__DATA SUPPLIED__.
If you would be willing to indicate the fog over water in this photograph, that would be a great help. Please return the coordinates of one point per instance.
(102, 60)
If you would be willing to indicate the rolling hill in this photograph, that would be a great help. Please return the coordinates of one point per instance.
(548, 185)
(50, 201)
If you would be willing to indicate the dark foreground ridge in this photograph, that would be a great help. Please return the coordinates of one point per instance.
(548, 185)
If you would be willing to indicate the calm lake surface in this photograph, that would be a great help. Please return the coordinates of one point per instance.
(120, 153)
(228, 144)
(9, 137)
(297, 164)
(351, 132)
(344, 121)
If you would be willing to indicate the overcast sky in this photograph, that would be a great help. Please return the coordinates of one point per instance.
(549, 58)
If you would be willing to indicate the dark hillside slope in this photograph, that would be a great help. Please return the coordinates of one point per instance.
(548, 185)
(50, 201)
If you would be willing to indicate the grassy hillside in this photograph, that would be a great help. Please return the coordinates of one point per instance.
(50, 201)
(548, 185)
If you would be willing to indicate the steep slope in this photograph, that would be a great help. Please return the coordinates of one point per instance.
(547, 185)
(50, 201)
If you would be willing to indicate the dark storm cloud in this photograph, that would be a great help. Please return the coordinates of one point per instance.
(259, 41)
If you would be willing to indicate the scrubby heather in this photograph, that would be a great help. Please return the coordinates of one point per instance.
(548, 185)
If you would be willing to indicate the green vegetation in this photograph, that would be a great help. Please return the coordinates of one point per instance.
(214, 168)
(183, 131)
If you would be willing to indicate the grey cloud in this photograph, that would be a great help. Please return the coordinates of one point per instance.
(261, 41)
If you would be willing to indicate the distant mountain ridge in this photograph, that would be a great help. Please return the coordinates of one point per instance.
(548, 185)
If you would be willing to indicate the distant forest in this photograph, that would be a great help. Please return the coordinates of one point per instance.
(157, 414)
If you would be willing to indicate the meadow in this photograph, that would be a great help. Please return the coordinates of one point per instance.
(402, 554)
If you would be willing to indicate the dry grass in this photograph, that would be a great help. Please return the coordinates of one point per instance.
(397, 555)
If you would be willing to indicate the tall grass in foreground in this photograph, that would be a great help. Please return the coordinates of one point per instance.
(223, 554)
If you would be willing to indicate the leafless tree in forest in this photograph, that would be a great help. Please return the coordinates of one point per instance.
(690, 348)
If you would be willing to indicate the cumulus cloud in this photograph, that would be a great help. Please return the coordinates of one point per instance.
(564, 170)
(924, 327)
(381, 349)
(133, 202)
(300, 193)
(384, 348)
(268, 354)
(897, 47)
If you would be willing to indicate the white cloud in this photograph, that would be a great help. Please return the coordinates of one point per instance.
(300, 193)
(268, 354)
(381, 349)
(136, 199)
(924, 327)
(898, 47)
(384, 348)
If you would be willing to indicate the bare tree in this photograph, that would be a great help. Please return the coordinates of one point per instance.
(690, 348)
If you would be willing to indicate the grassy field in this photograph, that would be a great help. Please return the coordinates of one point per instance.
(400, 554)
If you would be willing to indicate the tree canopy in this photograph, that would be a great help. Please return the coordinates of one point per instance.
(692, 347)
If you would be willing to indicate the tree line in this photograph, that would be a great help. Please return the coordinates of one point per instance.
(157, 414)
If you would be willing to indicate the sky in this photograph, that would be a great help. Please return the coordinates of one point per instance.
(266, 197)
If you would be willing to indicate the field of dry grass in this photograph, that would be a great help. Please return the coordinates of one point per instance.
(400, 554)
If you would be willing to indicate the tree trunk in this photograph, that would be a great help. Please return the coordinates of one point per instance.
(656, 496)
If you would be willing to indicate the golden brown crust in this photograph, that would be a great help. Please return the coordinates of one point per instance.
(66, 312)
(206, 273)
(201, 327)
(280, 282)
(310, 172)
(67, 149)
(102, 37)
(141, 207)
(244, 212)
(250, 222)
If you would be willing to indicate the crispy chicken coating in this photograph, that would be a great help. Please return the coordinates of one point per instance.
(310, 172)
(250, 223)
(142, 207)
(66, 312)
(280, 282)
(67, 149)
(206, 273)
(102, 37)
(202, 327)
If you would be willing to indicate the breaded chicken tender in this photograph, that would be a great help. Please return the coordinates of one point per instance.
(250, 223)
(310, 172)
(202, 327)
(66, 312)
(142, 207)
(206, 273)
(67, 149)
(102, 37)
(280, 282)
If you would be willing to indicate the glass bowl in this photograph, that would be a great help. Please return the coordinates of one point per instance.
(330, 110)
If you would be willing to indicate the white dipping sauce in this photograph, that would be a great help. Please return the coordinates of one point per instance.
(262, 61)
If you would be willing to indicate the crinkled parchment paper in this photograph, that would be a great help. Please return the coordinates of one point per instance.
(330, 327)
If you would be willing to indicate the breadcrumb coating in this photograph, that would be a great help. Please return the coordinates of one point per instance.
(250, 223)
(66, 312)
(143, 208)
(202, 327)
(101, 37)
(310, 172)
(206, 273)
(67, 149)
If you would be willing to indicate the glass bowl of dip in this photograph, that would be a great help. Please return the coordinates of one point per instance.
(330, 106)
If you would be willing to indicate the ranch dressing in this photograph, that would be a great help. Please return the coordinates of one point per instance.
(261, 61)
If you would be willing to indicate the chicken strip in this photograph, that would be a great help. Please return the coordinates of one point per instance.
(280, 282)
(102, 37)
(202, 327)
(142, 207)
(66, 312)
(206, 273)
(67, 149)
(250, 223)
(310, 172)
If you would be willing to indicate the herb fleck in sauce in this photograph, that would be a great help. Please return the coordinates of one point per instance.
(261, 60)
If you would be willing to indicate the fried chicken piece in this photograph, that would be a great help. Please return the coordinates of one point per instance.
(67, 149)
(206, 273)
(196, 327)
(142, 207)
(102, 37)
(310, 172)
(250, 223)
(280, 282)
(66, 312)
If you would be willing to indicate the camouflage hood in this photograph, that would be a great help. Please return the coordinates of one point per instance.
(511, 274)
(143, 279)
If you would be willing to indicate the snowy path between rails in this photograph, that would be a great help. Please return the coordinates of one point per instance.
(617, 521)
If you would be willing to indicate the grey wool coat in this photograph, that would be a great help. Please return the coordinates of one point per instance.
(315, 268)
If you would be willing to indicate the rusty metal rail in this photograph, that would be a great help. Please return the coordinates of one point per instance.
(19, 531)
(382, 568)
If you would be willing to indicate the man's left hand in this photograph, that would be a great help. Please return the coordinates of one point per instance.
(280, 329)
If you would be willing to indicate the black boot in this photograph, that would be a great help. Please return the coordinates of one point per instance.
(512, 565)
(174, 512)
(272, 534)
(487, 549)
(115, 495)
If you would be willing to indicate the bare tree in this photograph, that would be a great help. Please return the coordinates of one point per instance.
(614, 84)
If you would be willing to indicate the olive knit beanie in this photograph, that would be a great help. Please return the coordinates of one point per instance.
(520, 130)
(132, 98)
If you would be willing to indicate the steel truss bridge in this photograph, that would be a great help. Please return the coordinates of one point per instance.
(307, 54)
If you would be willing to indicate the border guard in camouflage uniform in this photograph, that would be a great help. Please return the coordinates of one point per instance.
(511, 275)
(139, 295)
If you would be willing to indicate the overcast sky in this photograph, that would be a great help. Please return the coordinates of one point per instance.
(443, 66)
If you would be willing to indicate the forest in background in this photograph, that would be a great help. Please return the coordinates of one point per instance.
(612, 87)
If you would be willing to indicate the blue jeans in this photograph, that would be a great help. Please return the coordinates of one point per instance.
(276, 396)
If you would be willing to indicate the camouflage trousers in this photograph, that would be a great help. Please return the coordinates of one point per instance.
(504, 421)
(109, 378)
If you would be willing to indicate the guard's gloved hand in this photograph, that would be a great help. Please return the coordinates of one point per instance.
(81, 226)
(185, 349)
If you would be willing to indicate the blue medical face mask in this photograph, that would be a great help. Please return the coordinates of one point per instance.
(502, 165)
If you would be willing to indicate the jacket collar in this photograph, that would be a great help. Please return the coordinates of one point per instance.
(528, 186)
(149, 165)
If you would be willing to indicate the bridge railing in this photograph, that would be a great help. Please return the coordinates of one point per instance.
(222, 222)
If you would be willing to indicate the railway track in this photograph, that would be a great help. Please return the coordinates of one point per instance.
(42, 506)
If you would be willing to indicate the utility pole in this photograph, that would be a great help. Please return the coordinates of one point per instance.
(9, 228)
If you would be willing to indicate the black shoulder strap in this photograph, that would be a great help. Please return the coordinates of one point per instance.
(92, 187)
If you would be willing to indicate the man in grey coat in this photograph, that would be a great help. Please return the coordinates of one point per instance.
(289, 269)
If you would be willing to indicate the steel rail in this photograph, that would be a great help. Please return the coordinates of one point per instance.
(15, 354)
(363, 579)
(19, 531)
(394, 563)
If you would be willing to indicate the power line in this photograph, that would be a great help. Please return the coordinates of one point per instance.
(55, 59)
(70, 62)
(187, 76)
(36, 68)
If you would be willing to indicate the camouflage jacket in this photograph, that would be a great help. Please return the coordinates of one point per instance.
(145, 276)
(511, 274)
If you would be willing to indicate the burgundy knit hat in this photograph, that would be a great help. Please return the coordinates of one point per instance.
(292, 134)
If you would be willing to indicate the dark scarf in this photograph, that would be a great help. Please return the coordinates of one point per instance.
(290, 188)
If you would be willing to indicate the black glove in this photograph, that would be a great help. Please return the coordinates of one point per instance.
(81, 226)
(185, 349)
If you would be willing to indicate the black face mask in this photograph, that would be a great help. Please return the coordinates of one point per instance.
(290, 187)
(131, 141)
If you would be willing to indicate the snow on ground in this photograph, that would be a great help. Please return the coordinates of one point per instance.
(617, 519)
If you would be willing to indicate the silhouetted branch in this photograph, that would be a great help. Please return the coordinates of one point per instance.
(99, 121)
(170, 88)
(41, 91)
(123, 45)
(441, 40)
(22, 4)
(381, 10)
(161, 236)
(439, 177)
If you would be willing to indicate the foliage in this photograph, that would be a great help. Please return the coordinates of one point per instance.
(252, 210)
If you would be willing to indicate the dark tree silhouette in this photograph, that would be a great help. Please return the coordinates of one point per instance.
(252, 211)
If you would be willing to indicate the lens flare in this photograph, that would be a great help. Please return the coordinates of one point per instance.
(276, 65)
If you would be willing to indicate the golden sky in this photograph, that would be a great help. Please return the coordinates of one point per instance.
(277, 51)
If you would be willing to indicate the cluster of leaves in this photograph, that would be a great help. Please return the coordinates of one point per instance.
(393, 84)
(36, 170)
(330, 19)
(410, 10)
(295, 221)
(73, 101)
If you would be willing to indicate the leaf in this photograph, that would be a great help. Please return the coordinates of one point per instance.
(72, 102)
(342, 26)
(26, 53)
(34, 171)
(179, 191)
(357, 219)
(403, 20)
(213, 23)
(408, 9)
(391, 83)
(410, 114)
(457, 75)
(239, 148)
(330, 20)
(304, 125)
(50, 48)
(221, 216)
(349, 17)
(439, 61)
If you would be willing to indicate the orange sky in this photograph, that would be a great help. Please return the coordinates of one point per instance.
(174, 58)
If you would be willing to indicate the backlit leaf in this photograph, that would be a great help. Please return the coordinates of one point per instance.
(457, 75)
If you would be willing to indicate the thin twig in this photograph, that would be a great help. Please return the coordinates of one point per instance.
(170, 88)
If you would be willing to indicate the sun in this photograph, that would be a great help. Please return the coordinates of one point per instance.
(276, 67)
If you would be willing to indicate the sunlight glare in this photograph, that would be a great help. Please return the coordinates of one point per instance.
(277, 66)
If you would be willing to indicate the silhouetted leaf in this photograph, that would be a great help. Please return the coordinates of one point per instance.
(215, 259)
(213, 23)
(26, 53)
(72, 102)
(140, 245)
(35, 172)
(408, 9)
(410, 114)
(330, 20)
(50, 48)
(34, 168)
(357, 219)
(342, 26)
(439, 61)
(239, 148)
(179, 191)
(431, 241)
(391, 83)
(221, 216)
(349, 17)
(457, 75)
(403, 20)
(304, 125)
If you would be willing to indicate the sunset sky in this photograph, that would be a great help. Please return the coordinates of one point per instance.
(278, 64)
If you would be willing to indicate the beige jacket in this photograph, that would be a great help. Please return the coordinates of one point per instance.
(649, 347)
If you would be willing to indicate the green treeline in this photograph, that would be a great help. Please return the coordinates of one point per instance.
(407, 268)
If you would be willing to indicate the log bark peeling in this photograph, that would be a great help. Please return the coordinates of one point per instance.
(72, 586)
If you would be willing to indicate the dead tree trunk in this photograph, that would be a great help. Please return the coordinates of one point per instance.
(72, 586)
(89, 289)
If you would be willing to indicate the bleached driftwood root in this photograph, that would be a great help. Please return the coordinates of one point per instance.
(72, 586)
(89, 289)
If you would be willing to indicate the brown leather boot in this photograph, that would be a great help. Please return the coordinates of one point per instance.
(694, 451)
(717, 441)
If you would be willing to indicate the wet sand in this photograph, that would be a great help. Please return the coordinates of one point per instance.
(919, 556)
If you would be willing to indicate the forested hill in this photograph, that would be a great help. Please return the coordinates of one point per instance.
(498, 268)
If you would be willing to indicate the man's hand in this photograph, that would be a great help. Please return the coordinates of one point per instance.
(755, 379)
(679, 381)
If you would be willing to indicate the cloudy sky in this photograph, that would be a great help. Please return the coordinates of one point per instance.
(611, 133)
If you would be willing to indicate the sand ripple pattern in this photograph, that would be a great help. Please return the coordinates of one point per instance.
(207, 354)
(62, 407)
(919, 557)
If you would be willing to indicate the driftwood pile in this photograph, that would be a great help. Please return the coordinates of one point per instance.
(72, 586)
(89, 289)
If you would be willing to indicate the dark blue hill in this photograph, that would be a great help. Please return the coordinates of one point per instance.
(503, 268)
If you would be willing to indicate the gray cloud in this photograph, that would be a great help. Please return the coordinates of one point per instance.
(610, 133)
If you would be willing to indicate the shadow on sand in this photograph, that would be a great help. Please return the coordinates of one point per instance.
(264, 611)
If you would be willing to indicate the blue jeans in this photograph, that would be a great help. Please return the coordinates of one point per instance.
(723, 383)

__WHAT TO WORK ON__. Copy out the line holding "If you would be willing to indicate the dark blue" along with all lines after it through the end of the entries, exactly and only these.

__OUTPUT BELOW__.
If you would be willing to indicate the dark blue hill in this photograph, that would be a great help. Please return the coordinates of one point per instance.
(503, 268)
If you would be willing to indicate the gray cloud in this photograph, that would be a great help. Please return the coordinates of one point per instance.
(610, 133)
If you would be willing to indicate the shadow on sand in this photograph, that would be a great help. Please return the coordinates of one point per instance.
(264, 611)
If you would be willing to indicate the blue jeans in this photograph, that would be a great help. Please return the coordinates of one point per instance.
(723, 383)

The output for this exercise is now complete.